Belge Metni:
———
Translate

Görüntüleme Sayısı

21 Aralık 2019 Cumartesi

Küçük bir hikaye anlatmaya geldim..

Merhaba Sevgili okuyan;

Bugün küçük kısa bir hikaye anlatmaya geldim.
Kısa ama benim canımı acıtan bir hikaye oldu aslında ben böyle düşünmemiştim ama böyle oldu yani zaten hiç bir zaman hislerine göre olmazmış ...
Bunda da vardır bir hayır diyemiyorum o zaman neden bu hisler var ?Neden bu Dünya ?
Neden yanlış insanlara böyle şeyler hissedip kalbimiz kırılıyor ki ? Yaradan neden buna izin veriyor ki ? Sınav deyince bir gülesim geliyor...
Evet bir kalp kırıklığı bu hikaye mutlu sonlar olmayacak anlaşılan çünkü bir daha böyle bir şans olmayacak..
Gelelim hikayeye...


İlk gördüğüm zamandan bahsedeyim tarih veremem ama anı hatırlarım hiç bir zaman tarihle aram iyi olmadı çünkü..
Hayatımda bir bitirmişlikten bir başlangıca geçmek istiyordum artık buna hazır hissediyordum.
Belki de fazla hazır hissettim hatam buda olabilir..
Yeni bir eğitime başladığımız zaman sınıfta bir enerji vardı ondan bana gelen ama hiç dikkatimi çekmeyecek belki de hiç bir zaman tanışma fırsatım olmayacak biriydi çünkü evlidir diye düşündüm... :)
Konuşmalara başladıkça ses tonunu duydum kalın değişik bir ses tonu var ama titreşiminde beni etkileyen bir şey vardı.
Yorucu ses tonu var ama ben onu hep dinlerdim bana o hissi veriyordu.
Bir kaç defa uzaktan izledim onu tanımaya çalıştım bazen hiç önemsemedim aklımda  hiç bir zaman bir ilişki vs yoktu sadece izledim...
Sonra bir gün kantin katına çıktık bir çay içmeye tabi bir arkadaşımız  daha vardı.
———
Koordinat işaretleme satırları
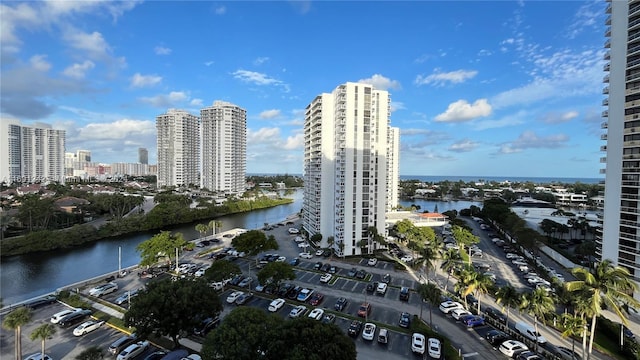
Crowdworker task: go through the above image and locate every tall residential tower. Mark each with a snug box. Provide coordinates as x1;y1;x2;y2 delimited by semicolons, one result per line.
597;0;640;295
200;101;247;193
156;109;200;188
302;83;399;256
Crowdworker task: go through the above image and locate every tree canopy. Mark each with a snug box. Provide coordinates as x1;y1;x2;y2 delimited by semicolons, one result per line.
202;307;356;360
124;279;222;344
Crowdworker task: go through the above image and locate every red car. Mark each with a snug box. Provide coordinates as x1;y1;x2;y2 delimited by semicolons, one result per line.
309;293;324;306
358;303;371;317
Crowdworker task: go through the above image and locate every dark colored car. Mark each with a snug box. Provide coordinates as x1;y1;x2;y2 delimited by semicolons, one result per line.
484;307;507;324
24;295;57;309
398;312;411;328
58;310;91;327
400;286;409;301
484;330;509;345
333;298;349;311
347;320;362;337
109;335;138;356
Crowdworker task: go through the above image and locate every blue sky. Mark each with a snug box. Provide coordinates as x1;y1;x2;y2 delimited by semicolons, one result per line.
0;1;606;178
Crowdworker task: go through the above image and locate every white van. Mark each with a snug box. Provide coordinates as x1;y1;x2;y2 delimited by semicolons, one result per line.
516;322;547;344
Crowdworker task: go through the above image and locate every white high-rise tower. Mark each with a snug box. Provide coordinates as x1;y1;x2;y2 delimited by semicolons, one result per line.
302;83;399;256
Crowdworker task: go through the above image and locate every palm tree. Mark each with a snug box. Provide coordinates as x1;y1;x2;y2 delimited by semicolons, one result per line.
440;249;462;291
496;285;521;324
29;323;56;359
462;272;493;314
560;314;586;358
2;306;32;360
565;259;640;359
520;289;556;351
417;283;442;329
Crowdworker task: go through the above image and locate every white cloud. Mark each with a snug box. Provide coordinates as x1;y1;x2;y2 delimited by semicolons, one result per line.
449;139;478;152
153;46;172;55
499;131;569;154
253;56;269;66
435;99;491;122
542;111;579;124
139;91;189;108
130;73;162;88
62;60;95;79
357;74;402;90
414;69;478;86
29;55;51;72
260;109;280;119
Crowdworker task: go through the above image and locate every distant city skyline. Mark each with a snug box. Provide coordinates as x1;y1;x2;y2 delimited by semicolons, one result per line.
0;1;607;178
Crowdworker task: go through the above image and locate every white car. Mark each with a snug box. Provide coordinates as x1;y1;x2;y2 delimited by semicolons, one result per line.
376;282;389;295
309;308;324;320
227;291;244;304
411;333;426;354
451;309;471;320
438;300;464;314
89;283;118;297
117;341;149;360
51;309;78;324
427;338;442;359
499;340;529;357
362;323;376;341
320;273;333;284
73;320;104;336
269;299;285;312
289;305;307;318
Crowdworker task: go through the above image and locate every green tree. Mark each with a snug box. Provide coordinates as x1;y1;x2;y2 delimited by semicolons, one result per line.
496;285;521;323
417;283;442;328
124;279;222;346
29;323;56;359
520;289;555;351
231;230;279;265
201;307;282;360
258;261;296;288
76;346;104;360
565;259;640;358
203;259;242;290
2;306;33;359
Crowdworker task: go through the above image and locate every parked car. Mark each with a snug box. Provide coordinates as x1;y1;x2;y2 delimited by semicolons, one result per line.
117;341;149;360
498;340;529;357
289;305;307;318
358;302;371;317
89;283;118;297
269;299;285;312
51;308;77;324
73;320;104;336
427;338;442;359
109;335;137;356
484;329;509;345
398;312;411;328
411;333;426;355
484;307;507;324
333;298;349;311
347;320;362;337
362;323;376;341
58;309;91;327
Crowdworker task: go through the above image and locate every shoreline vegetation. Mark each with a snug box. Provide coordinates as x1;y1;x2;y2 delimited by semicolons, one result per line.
0;195;293;257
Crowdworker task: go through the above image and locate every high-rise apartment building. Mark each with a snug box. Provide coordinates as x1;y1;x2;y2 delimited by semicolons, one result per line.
156;109;200;188
0;119;65;184
597;0;640;295
200;101;247;193
302;83;399;256
138;148;149;165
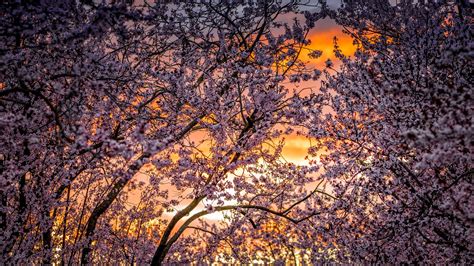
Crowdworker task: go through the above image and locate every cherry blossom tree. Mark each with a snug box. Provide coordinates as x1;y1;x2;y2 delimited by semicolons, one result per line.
310;1;474;264
0;1;323;264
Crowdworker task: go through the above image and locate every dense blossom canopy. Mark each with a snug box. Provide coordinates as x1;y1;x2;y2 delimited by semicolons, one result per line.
0;0;474;265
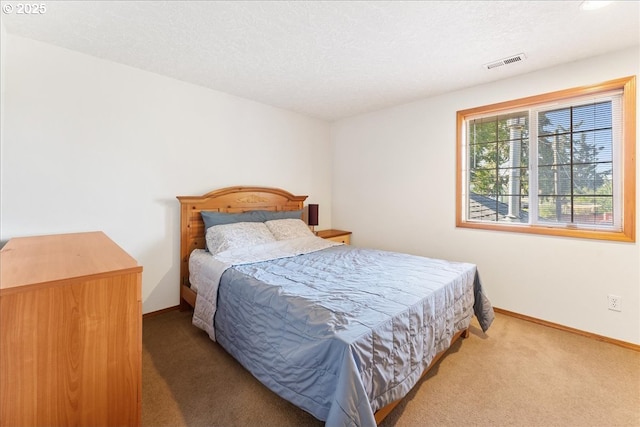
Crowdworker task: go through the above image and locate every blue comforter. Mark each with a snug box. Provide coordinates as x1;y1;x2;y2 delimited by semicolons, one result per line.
215;246;493;426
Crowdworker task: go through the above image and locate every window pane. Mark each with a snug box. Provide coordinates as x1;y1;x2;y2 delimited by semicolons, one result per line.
468;112;529;222
538;108;571;136
538;196;571;223
538;165;571;197
572;101;612;131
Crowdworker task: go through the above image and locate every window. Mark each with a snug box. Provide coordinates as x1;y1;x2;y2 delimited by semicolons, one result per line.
456;77;636;241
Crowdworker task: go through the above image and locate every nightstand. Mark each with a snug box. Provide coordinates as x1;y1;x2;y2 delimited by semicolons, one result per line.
316;229;351;245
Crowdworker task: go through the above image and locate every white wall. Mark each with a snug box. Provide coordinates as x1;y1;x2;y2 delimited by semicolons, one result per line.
0;34;331;312
332;48;640;344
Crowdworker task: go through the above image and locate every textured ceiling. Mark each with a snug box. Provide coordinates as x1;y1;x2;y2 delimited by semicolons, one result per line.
2;0;640;120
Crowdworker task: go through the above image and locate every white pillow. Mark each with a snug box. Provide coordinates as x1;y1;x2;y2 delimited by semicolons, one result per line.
265;218;314;240
205;222;276;255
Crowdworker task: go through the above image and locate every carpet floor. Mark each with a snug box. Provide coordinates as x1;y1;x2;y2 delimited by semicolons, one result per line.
142;311;640;427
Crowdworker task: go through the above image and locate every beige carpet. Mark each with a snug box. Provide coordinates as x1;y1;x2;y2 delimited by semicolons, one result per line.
142;311;640;427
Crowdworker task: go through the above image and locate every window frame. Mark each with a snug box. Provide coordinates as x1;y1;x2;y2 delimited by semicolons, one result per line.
456;76;636;242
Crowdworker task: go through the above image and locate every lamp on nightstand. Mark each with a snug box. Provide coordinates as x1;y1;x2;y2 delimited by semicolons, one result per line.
309;204;318;234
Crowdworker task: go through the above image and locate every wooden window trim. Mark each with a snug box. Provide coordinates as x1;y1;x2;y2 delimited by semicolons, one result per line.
456;76;636;242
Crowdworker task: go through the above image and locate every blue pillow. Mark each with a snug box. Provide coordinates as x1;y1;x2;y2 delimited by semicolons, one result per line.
200;210;302;232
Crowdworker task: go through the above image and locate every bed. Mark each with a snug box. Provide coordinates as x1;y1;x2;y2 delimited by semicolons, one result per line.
178;187;493;426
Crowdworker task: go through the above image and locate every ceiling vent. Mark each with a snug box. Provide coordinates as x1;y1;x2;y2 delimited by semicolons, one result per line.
484;53;527;70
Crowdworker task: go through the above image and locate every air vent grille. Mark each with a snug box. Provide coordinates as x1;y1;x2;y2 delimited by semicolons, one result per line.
484;53;527;70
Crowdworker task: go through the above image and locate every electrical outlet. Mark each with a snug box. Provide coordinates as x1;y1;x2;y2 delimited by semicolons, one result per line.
607;295;622;311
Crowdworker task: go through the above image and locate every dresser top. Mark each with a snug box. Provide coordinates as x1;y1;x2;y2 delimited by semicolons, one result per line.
0;231;142;291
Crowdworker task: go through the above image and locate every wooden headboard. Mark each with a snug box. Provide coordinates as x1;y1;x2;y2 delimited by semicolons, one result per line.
178;187;307;309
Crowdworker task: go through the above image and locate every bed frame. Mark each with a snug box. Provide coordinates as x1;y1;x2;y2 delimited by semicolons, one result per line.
178;187;469;424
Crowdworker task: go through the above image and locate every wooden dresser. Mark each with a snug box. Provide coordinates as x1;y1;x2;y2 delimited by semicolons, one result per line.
0;232;142;426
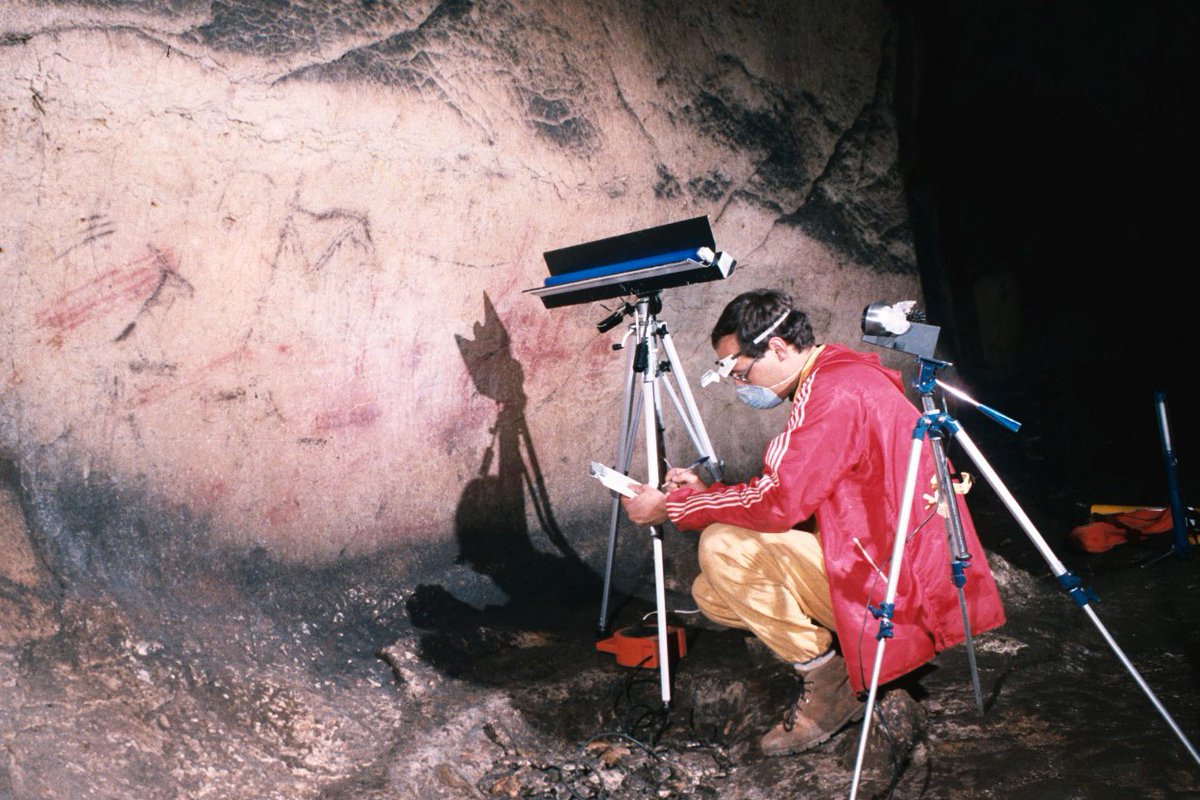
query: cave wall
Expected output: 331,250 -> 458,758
0,0 -> 919,597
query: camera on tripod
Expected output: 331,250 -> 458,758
862,300 -> 942,359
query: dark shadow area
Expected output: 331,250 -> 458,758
408,294 -> 601,675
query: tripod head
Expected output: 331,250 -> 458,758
862,300 -> 1021,433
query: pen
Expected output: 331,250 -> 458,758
662,456 -> 708,473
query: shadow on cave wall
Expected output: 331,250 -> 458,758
408,294 -> 601,669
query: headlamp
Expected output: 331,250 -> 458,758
700,308 -> 792,387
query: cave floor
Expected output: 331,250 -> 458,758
0,522 -> 1200,799
0,371 -> 1200,800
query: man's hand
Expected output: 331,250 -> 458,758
662,467 -> 708,492
620,483 -> 667,525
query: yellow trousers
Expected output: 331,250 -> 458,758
691,524 -> 834,662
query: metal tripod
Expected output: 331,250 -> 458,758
850,356 -> 1200,800
598,291 -> 721,708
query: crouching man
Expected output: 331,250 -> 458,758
622,289 -> 1004,754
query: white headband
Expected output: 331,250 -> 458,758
700,308 -> 792,386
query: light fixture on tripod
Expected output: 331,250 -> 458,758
526,217 -> 736,710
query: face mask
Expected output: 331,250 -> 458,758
737,351 -> 816,410
737,384 -> 784,409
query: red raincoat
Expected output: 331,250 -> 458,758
667,344 -> 1004,691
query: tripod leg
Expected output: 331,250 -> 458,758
638,311 -> 671,709
929,435 -> 983,714
661,325 -> 721,480
850,438 -> 924,800
954,428 -> 1200,764
596,340 -> 641,638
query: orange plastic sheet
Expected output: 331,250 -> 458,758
1067,505 -> 1175,553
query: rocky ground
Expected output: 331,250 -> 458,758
0,383 -> 1200,800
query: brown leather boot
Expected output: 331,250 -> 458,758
762,650 -> 863,756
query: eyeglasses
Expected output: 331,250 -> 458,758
730,354 -> 762,384
701,350 -> 766,386
700,308 -> 792,386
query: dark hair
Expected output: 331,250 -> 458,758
713,289 -> 816,357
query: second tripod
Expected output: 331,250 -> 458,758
598,291 -> 721,708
———
İstenenler:
(a) Kalp kırıklığı hikayesinde soru işaretiyle biten bütün cümleleri metindeki sırayla yazın.
(b) Kalp kırıklığı hikayesini son cümlesinden itibaren sürdürün.

Cevaplar:
(a)
Bunda da vardır bir hayır diyemiyorum o zaman neden bu hisler var ?
Neden bu Dünya ?
Neden yanlış insanlara böyle şeyler hissedip kalbimiz kırılıyor ki ?
Yaradan neden buna izin veriyor ki ?

(b)
Sesi o gün titrekti ama elleri de sonradan anladım ki fazladan kafein, çay içerken konuşmaya başladık kantinin teras kısmında konuştukça daha pozitif düşünmeye başladım ne konuştuğumuzun önemi yoktu uzun süreden sonra bir insanı dinleyebilirdim.
Bir de gözlerinde derin bir bakış vardı.
Yüzünde yara izi işte oradan öpmek istedim..
Ama bir dur dedim çok doğru bir yol gibi hissettim sonra ki derslerde kitabımı evde unuttum ya da bıraktım..:)
Onun yanına oturdum. Titreyen elleriyle bir şeyler yazışını not tutuşunu bir şeyler anlatışını sanırım saniye saniye izledim bence yapmamalıydım.Yapmak iyi bir fikir değildi..
Hızlı bir giriş yapıp ben yürüdüm sosyal medya konusu açılınca twitterdan ekledim umarım yazar diye de bekledim..
Ama yazmadı şimdi anlıyorum sebebini...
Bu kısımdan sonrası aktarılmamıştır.